- **Objective**
Reproduce every item below, changing each "thickest part" to "widest part" and keeping everything else unchanged. Omit the pictures from your answer.

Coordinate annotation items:
--- Begin ---

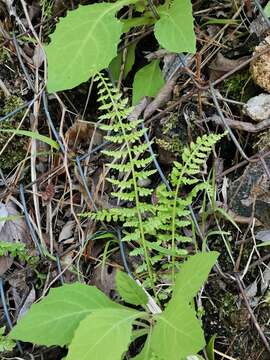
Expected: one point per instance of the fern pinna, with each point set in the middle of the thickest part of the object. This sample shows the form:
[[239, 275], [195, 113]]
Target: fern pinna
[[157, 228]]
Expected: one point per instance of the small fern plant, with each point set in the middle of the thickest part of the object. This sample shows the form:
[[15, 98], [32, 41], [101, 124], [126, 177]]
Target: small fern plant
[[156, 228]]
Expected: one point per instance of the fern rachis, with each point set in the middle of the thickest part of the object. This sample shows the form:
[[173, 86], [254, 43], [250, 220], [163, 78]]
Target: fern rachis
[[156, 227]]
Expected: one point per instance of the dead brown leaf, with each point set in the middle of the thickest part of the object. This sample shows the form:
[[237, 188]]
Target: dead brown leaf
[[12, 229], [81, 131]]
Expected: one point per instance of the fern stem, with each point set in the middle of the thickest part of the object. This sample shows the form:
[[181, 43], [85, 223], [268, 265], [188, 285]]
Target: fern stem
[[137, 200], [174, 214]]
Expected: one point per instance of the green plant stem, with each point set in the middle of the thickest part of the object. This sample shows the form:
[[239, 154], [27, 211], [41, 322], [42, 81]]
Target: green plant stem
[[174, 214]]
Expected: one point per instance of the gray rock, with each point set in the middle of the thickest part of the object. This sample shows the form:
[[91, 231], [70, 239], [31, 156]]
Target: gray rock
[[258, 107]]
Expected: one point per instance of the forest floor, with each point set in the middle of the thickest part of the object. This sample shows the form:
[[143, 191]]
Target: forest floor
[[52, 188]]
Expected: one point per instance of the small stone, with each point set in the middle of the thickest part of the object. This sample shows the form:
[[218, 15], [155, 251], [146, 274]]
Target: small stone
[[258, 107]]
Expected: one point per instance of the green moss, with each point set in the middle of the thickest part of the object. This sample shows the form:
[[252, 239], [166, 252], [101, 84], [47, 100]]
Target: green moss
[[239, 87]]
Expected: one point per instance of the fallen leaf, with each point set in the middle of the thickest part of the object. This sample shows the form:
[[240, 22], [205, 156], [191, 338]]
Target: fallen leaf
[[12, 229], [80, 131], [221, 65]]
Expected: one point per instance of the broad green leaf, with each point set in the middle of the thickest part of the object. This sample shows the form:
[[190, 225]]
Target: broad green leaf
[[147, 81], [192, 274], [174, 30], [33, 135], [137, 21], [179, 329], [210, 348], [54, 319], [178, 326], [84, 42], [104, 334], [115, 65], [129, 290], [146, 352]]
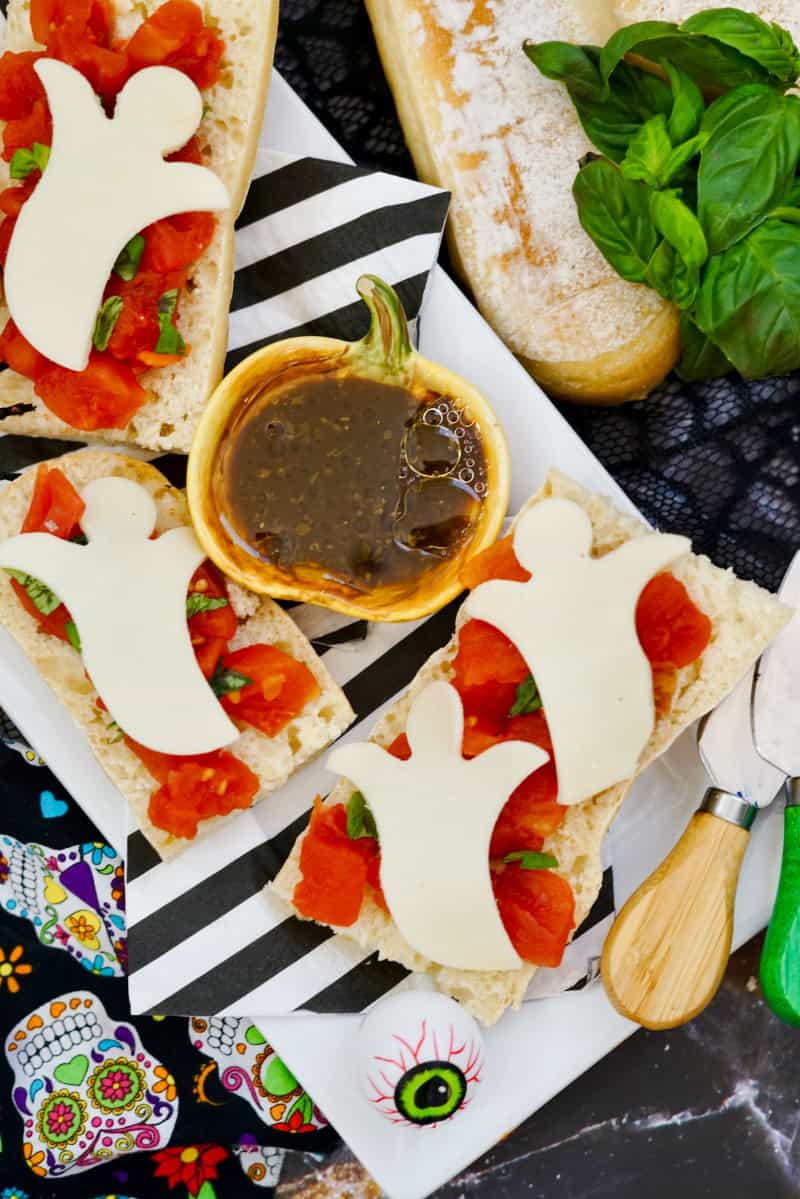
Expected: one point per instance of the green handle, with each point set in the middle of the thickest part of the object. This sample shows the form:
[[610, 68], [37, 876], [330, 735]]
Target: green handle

--- End ---

- **Reply to the exercise**
Expected: one point per instance of the fern pinna, with each point set in the middle of the widest part of the object. This sample shows the form:
[[239, 275], [195, 113]]
Target: fern pinna
[[157, 228]]
Expected: one point per instance of the small fern plant, with each point set in the middle of the widest part of the object. This sample shows the form:
[[15, 98], [32, 41], [101, 124], [126, 177]]
Target: small fern plant
[[156, 228]]
Expected: one point per instance of the fern rachis, with each point set in the middle of the widest part of the object. This sample shows the form:
[[173, 86], [254, 43], [250, 220], [163, 78]]
Target: fern rachis
[[156, 227]]
Expected: one point per instance of the dead brown leaf, with each point set in the middle of the widest part of the object. This sample shows the form:
[[237, 188]]
Target: dead brown leaf
[[12, 229], [81, 131]]
Expected: one point per instance of the fern stem, with each point set in the middle of the widest part of the object. This sample shows the form:
[[181, 43], [85, 223], [268, 265], [188, 285]]
Target: fern stem
[[137, 200], [174, 214]]
Expected: one point per instance of the green plant stem, with each point set in the middle of the widest part of the object. This sample shows the form:
[[239, 154], [27, 211], [41, 322], [42, 81]]
Target: green plant stem
[[174, 214]]
Expected: one point per instance of the gray rock, with each point set in the middle of the widest part of the object. This sample shows the form:
[[91, 231], [70, 239], [31, 156]]
Target: gray rock
[[258, 107]]
Expected: one point per instance of the forest floor, with each point set in the middle of the widest part of the object. This sample shows the form:
[[143, 191]]
Target: forest floor
[[52, 188]]
Expected: one point per instance of the small stone, with each point set in the middle of the widest part of the object. This sample shows the form:
[[218, 15], [155, 251], [146, 274]]
Target: small stone
[[258, 107]]
Expected: one point per instance of the green moss, with each point set in the middle of the widest part of the object. This sample shows the form:
[[252, 239], [166, 252], [101, 84], [47, 100]]
Target: green moss
[[239, 87]]
Expected: one point per instance of the fallen leaf, with each point set in the middle of the widest part of the object. This sample shows the form:
[[240, 22], [205, 156], [191, 338]]
Target: fallen leaf
[[12, 229], [80, 131], [221, 65]]
Expected: one point per instance of the broad green leaf, with each point set in the middle of the widest part of the object. This sample shows the form:
[[190, 225]]
Target: broad green leaf
[[147, 81], [192, 274], [174, 30], [33, 135], [137, 21], [179, 329], [210, 348], [54, 319], [178, 326], [84, 42], [104, 334], [115, 65], [129, 290], [146, 352]]
Expected: one point per instance of the green handle, with each point set in the middle of the widest part of the object. This sample shows the form:
[[610, 68], [37, 876], [330, 735]]
Target: green handle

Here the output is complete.